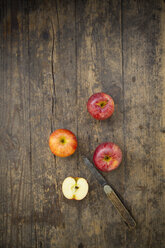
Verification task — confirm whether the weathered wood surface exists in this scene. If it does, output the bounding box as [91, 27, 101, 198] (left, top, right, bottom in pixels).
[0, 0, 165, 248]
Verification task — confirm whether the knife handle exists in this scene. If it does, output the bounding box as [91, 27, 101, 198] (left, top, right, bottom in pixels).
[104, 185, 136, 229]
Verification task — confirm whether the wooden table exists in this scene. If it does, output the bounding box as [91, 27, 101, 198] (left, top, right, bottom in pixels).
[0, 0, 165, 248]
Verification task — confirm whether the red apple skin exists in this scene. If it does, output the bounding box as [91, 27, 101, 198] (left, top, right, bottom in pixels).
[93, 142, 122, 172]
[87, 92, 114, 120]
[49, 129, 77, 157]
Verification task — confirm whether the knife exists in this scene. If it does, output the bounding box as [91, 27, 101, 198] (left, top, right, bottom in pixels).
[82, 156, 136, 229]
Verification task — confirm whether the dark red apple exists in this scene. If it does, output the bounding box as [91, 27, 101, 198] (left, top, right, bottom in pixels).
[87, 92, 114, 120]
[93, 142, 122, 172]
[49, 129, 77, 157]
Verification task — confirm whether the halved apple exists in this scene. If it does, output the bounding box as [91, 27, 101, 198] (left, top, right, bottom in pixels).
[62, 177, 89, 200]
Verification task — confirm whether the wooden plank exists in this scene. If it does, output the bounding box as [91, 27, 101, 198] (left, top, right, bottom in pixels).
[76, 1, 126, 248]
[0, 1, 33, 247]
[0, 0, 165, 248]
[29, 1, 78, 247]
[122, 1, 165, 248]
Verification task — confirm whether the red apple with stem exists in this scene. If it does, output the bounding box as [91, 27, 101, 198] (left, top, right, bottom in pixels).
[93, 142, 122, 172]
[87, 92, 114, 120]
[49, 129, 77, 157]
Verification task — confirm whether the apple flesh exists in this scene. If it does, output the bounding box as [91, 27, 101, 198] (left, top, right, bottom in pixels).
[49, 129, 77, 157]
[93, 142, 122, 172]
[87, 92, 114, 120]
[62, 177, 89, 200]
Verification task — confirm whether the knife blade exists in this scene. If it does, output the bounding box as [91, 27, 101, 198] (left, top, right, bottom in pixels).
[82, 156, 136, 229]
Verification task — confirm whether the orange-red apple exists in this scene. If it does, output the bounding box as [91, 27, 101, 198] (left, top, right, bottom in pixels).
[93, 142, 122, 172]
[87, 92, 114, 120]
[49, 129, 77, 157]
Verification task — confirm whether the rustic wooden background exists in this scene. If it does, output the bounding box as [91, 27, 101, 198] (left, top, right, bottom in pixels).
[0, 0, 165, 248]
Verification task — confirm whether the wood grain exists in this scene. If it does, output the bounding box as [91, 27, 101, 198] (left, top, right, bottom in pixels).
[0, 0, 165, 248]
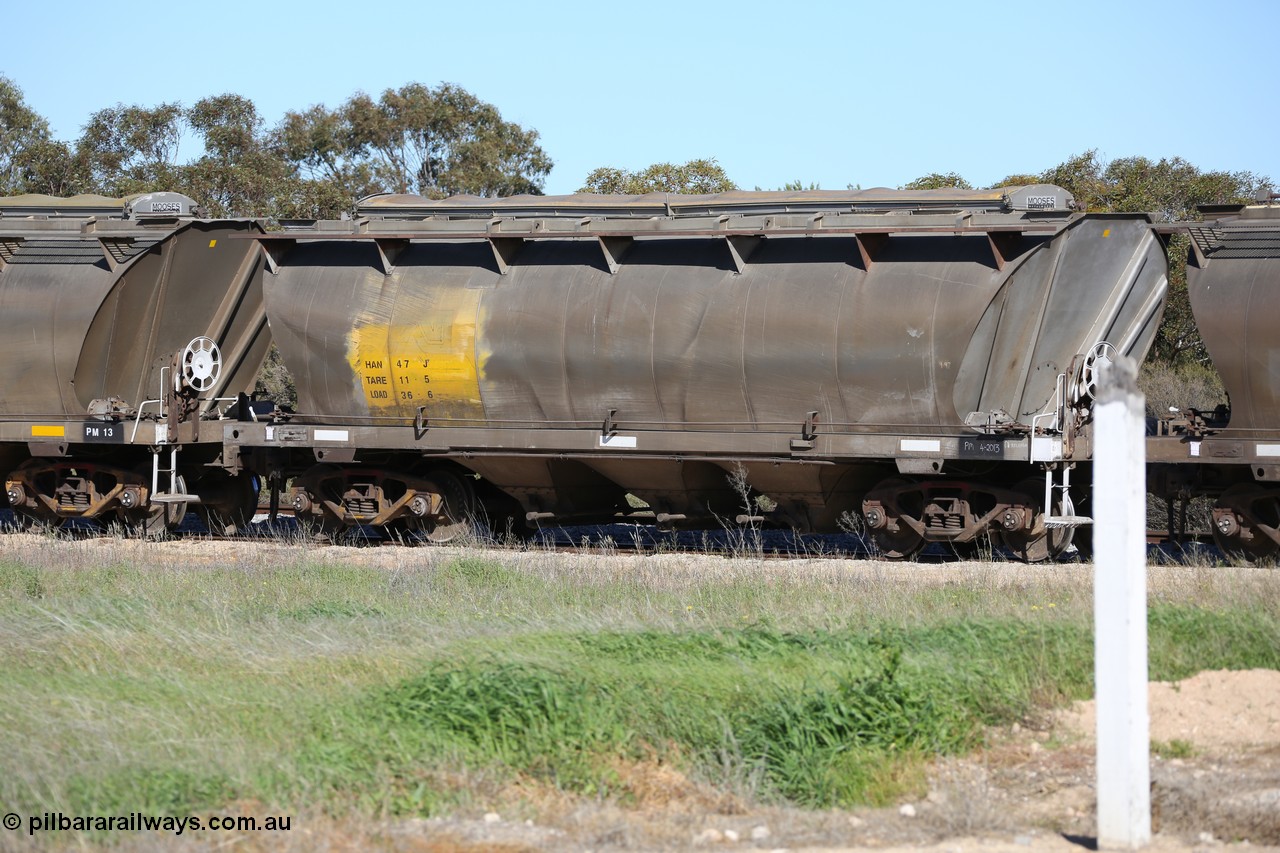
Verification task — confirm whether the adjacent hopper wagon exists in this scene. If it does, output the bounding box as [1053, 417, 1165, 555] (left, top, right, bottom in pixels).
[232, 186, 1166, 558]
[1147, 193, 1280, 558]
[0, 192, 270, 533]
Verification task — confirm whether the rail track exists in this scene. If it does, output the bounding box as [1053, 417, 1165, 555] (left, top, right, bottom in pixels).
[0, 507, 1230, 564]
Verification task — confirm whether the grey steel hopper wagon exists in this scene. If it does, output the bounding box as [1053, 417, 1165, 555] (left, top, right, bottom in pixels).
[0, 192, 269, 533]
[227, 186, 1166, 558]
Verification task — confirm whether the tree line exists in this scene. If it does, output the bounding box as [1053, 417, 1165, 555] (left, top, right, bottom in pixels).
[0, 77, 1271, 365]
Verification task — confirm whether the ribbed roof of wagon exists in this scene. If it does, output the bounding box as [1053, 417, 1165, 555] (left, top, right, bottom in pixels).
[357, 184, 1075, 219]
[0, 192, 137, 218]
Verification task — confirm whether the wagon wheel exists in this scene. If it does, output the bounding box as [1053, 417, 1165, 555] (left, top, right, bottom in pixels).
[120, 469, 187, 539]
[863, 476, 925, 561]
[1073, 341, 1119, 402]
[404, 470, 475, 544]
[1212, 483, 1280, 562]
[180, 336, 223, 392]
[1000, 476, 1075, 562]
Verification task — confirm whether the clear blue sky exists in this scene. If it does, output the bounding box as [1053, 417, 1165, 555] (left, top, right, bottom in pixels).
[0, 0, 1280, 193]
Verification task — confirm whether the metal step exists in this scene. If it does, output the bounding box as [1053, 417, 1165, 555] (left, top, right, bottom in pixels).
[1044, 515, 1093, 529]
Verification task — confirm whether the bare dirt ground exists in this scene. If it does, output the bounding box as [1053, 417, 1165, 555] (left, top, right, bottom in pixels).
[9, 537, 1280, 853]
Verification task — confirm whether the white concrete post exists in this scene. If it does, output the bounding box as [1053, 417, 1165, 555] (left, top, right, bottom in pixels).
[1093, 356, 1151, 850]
====================
Exercise: Reproduce verbatim the entries above, from the line containing "Verification task — confirm whether the grey" through the line containing "[227, 186, 1166, 558]", including both of those lines.

Exercise answer:
Verification task — confirm whether the grey steel hopper wagon exists in this scene. If it does, output the bounding box as [1053, 417, 1165, 555] (left, top, right, bottom in pixels).
[0, 192, 269, 533]
[227, 186, 1166, 558]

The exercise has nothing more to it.